Find the line that contains "Given the photograph below" in the records below, then repeat exactly that line and each one after it, leaving pictures out.
### TASK INPUT ###
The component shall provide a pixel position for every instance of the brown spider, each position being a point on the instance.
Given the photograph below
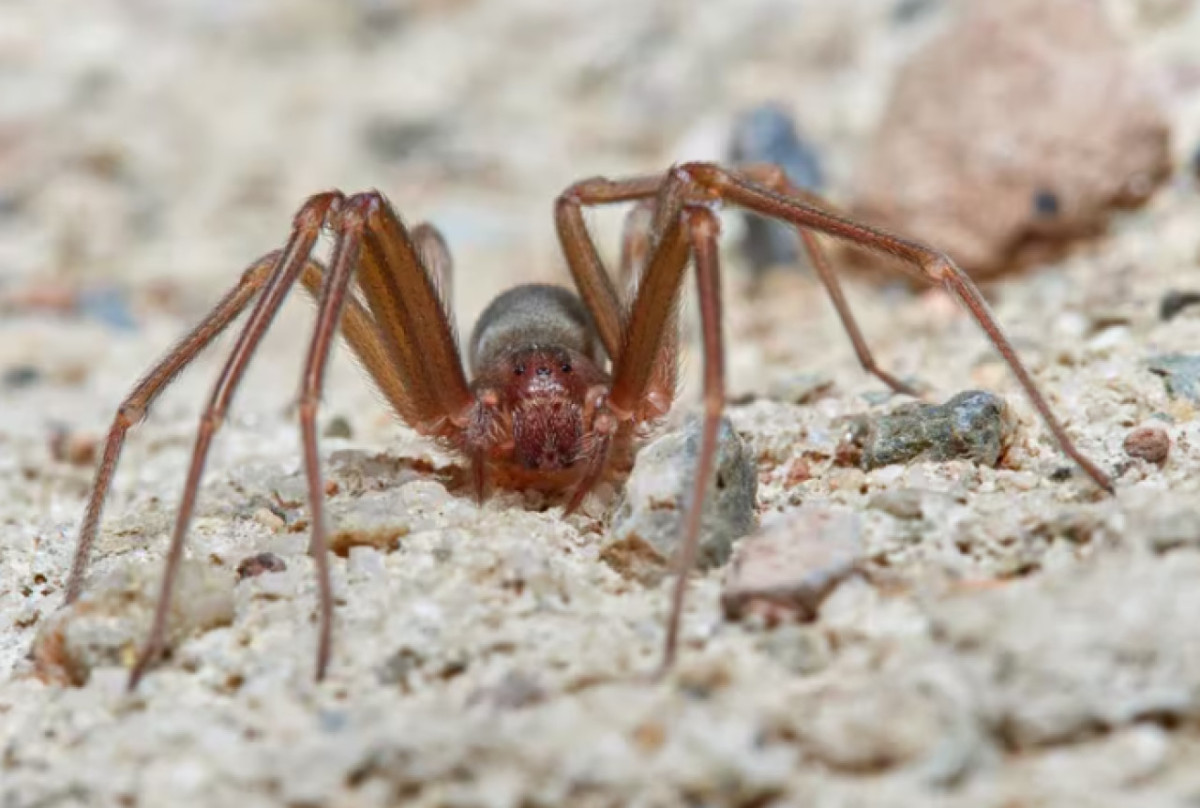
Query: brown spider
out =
(543, 410)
###
*SOLUTION TO THIS TASK*.
Given the photograph below
Query: brown spider
out =
(543, 410)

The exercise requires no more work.